■ **Referring expression data**
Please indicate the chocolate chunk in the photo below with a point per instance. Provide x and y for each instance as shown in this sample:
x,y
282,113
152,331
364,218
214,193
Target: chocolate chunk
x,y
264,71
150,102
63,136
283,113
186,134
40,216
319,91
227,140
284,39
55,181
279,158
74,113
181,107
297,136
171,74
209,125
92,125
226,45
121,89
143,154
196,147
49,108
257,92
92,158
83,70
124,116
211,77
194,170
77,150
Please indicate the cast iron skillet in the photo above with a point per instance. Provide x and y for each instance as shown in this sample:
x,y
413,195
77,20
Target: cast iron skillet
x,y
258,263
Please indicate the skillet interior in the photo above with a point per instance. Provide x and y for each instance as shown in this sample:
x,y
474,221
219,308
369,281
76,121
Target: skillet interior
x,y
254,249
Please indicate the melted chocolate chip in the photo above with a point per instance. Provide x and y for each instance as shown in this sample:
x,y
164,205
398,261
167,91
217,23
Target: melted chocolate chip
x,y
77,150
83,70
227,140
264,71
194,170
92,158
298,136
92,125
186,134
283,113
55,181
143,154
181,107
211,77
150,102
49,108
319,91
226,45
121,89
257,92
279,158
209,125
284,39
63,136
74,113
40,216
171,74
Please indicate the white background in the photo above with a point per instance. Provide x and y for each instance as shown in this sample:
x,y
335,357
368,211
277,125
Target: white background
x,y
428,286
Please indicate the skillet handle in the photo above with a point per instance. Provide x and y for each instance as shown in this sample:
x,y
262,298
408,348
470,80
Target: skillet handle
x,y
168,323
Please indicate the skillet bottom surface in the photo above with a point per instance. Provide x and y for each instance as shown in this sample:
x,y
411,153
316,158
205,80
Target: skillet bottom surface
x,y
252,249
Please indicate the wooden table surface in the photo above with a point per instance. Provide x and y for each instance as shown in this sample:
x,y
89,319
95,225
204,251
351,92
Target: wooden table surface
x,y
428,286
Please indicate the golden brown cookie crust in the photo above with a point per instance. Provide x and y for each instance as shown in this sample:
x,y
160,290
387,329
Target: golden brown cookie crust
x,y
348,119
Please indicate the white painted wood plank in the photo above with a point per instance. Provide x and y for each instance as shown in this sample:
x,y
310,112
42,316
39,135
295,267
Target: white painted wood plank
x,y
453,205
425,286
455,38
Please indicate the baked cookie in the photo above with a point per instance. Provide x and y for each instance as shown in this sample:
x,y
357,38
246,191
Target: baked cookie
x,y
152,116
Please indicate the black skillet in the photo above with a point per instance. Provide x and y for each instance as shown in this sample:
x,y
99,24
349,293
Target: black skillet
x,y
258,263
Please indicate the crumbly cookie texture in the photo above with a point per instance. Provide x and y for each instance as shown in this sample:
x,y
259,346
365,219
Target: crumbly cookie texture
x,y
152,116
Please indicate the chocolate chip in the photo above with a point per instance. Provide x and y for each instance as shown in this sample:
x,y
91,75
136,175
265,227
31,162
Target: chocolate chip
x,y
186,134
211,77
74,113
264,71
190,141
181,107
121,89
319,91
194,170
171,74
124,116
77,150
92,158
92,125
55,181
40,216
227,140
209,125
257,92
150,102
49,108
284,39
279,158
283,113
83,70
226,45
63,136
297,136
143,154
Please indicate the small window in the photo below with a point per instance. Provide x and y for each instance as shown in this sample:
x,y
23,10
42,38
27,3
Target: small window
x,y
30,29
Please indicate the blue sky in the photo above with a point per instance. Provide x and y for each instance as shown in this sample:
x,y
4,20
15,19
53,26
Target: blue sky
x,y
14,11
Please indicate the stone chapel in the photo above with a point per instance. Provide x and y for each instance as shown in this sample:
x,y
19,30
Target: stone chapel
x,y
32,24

--

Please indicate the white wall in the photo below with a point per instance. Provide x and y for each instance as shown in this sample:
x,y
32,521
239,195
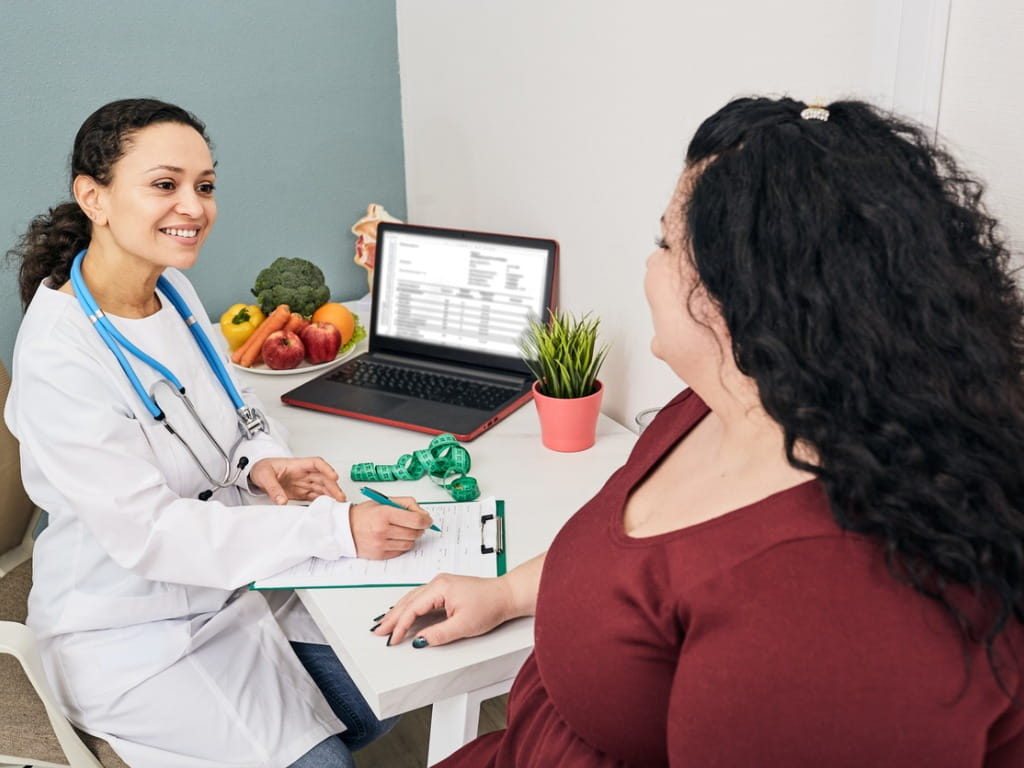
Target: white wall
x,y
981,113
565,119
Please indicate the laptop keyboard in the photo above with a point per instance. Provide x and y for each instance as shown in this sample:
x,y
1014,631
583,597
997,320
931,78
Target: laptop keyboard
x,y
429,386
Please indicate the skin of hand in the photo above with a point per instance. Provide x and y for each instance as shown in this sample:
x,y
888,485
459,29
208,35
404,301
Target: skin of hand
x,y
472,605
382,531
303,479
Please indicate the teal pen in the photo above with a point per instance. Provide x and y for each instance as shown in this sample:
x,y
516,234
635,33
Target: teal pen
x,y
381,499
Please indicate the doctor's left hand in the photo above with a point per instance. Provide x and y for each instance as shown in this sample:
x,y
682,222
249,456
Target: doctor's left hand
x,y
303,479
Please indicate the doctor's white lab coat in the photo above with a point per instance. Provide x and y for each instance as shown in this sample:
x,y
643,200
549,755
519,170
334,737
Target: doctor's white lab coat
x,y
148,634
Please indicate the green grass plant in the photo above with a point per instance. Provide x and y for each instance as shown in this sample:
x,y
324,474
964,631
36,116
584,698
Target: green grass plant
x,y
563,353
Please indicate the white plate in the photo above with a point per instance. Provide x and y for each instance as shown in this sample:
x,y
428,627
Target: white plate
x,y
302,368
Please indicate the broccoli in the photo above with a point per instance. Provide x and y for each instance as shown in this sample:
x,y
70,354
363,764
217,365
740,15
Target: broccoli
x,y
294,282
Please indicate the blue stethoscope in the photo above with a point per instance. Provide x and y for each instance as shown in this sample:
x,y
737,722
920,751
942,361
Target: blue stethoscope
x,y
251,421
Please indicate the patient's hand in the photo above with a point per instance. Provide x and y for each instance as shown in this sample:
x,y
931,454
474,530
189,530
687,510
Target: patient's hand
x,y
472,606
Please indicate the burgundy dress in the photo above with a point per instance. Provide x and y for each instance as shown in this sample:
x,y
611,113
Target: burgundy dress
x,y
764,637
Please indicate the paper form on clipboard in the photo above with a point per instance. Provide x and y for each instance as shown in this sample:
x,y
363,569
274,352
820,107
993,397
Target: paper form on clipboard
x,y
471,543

■ **Instructions to follow**
Check each line above for the string "below" and copy the ones that have it.

■ **Task answer**
Please indicate the chocolate chunk in the photo below with a point per instance. Provide x and y for each instance as shown in this sample:
Please indicate the small window in the photo below with a point per instance. Provide x and y for each instance as shown in this sample:
Please indicate the white wall in the photo below with a point per instance. Provide x and y for each instance as shown in this sample:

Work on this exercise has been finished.